* _Vorliegender Text_:

>>>>

Dafür hatten vor allem die aufklärerischen Philosophen der Zeit gesorgt. Sie haben ihn, nicht primär aus den gelegentlich genannten taktisch-politischen Gründen, in ihren Publikationen konsequent ignoriert. Allein eine einzige späte "Entgleisung" zeigt positiv, wie sehr man ihn in Aufklärerkreisen auch dreissig Jahre nach seinem Tode noch gehasst hat. Der grosse Menschenfreund Diderot, gegenüber dem ihm persönlich nicht bekannten La Mettrie auch im hohen Alter noch immer gnadenlos, verkündete doch noch öffentlich, "was ein guter Mensch von ihm halten muss", nämlich das Übelste, und exkommunizierte den "in seinen Sitten und Anschauungen so verdorbenen Menschen", der gerechterweise "so gestorben ist, wie er sterben musste", jetzt auch quasi offiziell "aus der Schar der Philosophen."12

Mit dem Tod von Voltaire, Diderot, Rousseau u.a. sowie durch die nachfolgenden politischen Ereignisse der Jahre ab 1789 wurde La Mettrie von der geächteten Unperson zum tatsächlich Vergessenen. Erst seit Mitte des 19. Jahrhunderts gab es vereinzelte Versuche, La Mettries Werk neu zu bewerten, doch regelmässig in der -- durchaus gutgemeinten -- Weise, dass gerade sein Hauptwerk, der »Anti-Seneca«, als unbeachtliches, "frivoles" Nebenwerk verziehen wurde. Erst 1981 erkannte Kondylis gerade aufgrund dieses Werkes La Mettries Sonderstellung in der Philosophie des 18. Jahrhunderts13 -- und wurde zum "unfreiwilligen Paten des LSR-Projektes".

III.

La Mettries Auffassungen zur Problematik der Erziehung befinden sich hauptsächlich im »Anti-Seneca«, wo er auch schreibt: "Wenn ich nicht müde werde, stets wieder auf die Erziehung zu sprechen zu kommen, so deshalb, weil allein sie uns Gefühle vermitteln kann, die denen entgegengesetzt sind, die wir ohne sie hätten. Solche Gefühle sind Folge der Veränderungen, die Erziehung an unseren Trieben bzw. unserer Art zu empfinden bewirkt."14 La Mettrie hat also, wenn er von Erziehung spricht, primär jene weitgehend präkognitiven Einwirkungen auf den Menschen im Sinn, die seinen Charakter, seine Persönlichkeit, seine Identität formen. Der Teil der Erziehung, den La Mettrie für den entscheidenden hält, beginnt in der frühesten Kindheit; es ist der Prozess, der "unsere Seele sozusagen beugt und unseren Organismus verändert", (AS, 21) der Charaktereigenschaften prägt und diese quasi physiologisch verankert. Spätere, kognitive Erziehungseinflüsse, auch z.B. aufklärerische Schriften, haben dann nur noch geringe Wirkung, "denn man entledigt sich nicht auf blosse Lektüre hin jener Prinzipien, die einem so selbstverständlich sind, dass man sie für natürliche hält." Die intellektuell Schwachen sind solchen argumentativen Einflüssen gegenüber ohnehin immun, aber auch "für die, die sie verstehen könnten, sind sie ebenfalls keine Gefahr, denn bei ihnen hat der scharfe Intellekt das Herz ... sicher gepanzert", (PP, 27f) d.h. der im Dienste der früh "gebeugten Seele" stehende Intellekt wehrt solche Einsichten ab, die den Seelenfrieden stören würden. Nur wenigen -- den wahren -- "Philosophen" gelingt es, "diesem Zug [zur Stabilisierung des Anerzogenen] zu widerstehen, die Vorurteile der Kindheit abzulegen und die Seele mit der Fackel der Vernunft zu reinigen." (AS, 21f)

<<<<

* _Aufgabe 1_:
Beantworte zum Text über La Mettrie diese Fragen:
(a) Wer verkündete öffentlich, „was ein guter Mensch von ihm halten muss“?
(b) In welchem Jahr erkannte Kondylis La Mettries Sonderstellung in der Philosophie des 18. Jahrhunderts?
(c) In welchem Werk finden sich La Mettries Auffassungen zur Erziehung hauptsächlich?
* _Aufgabe 2_: Führe den Text über La Mettrie im Anschluss an seinen letzten Satz weiter.

* _Entnommene Angaben_:
>>>>

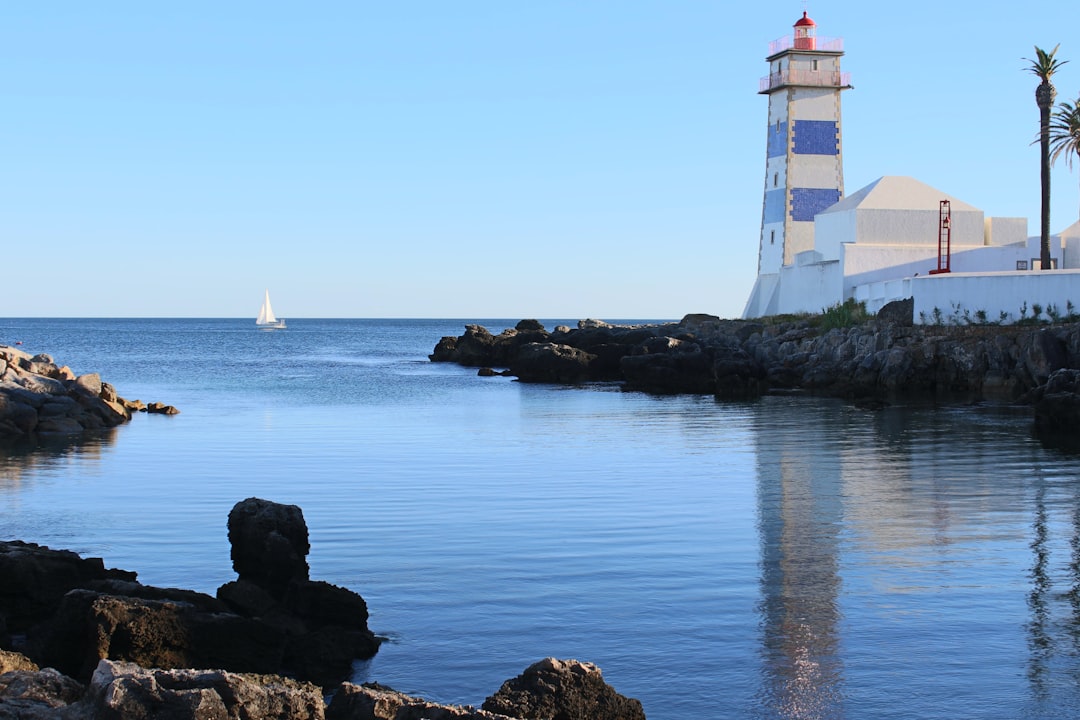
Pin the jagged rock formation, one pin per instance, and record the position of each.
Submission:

<<<<
>>>>

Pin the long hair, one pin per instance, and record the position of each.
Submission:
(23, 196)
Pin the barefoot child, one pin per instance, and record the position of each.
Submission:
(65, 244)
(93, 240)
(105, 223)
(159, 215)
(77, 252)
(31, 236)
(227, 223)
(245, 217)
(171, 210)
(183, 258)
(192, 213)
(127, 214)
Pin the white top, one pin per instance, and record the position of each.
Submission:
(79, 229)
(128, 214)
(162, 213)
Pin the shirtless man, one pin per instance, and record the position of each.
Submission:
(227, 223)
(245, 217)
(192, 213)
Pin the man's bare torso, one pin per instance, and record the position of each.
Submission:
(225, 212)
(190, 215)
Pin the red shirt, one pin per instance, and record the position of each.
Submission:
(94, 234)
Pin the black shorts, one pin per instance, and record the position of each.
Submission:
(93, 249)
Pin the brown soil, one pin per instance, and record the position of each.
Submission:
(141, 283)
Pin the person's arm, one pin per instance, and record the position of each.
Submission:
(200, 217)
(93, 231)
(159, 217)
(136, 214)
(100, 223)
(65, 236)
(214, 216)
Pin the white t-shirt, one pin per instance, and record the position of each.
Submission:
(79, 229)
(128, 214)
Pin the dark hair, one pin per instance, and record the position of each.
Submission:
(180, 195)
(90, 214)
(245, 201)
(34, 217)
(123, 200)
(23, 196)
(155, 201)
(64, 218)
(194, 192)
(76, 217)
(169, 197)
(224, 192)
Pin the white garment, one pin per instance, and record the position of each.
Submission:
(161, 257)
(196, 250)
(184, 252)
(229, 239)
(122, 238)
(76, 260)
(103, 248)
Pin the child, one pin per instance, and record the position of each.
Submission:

<<<<
>>>>

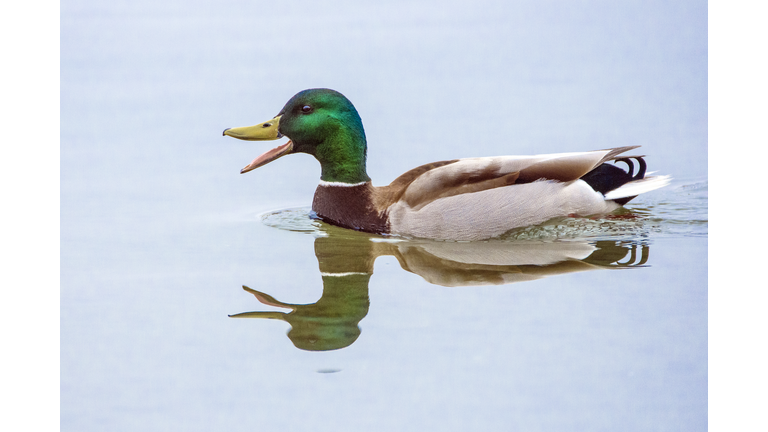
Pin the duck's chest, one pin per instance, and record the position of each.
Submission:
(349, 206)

<<<<

* _Endgültige Antwort 1_:
(a) Diderot
(b) 1981
(c) Im »Anti-Seneca«

* _Endgültige Antwort 2_:
Die sehr "moderne" Erfahrung, dass die empirischen, also immer auch erzogenen Menschen, unabhängig von ihrem Bildungsgrad -- eben weil sie ausgerechnet das internalisierte "Fremde", ihr irrationales Über-Ich, paradoxerweise als ihr Ur-"eigenstes", als konstitutiv für ihre persönliche "Identität", empfinden -- in hohem Masse aufklärungsresistent sind, führte La Mettrie nicht, wie der sonst sehr verdienstvolle Kondylis (s.o.) meinte, zu einer Position, die wesentlich der "postmodernen" entspricht. Zwar betrieb auch La Mettrie an etlichen Stellen seiner Schriften das damals provokante, mittlerweile trivial gewordene Geschäft, die herrschenden Normen zu relativieren und zu betonen, dass das, was jeweils als tugendsam oder als lasterhaft, als gut oder als böse betrachtet werde, je nach Gesellschaft verschieden sei, aber er tat dies nur aus polemischen Gründen, und es war nicht sein letztes Wort. La Mettrie sah in seiner wertrelativistischen Argumentation keinen theoretisch bedeutsamen Gehalt und erinnerte all jene, die ihm diese mit sittlicher Entrüstung vorwarfen, daran, dass solche Ideen keineswegs neu seien: "Eine Reihe von Philosophen der Antike und der Moderne haben über Laster und Tugend die gleiche Auffassung gehabt." (AS, 116) Doch er fügte hinzu, dass er auf diese Lehre neues Licht werfe, und mit diesem neuen Licht meinte La Mettrie jene Theorie, die ihm seine Zeitgenossen so übel nahmen: seine Theorie über die Entstehung und Funktion des "Schuldgefühls". (AS, 11)

Diese Theorie, die auch La Mettries Beitrag zur Pädagogik umfasst, kann hier nur par force vorgestellt werden, d.h. es können hier weder präzise Begriffsbestimmungen entwickelt noch ausführliche Begründungen gegeben noch naheliegende Fragen und Einwände diskutiert werden. Es muss auch darauf verzichtet werden, die durch diese Theorie begründete Sonderstellung La Mettries unter den Aufklärern durch kontrastierende Vergleiche, etwa zu Diderot oder Rousseau, zu verdeutlichen.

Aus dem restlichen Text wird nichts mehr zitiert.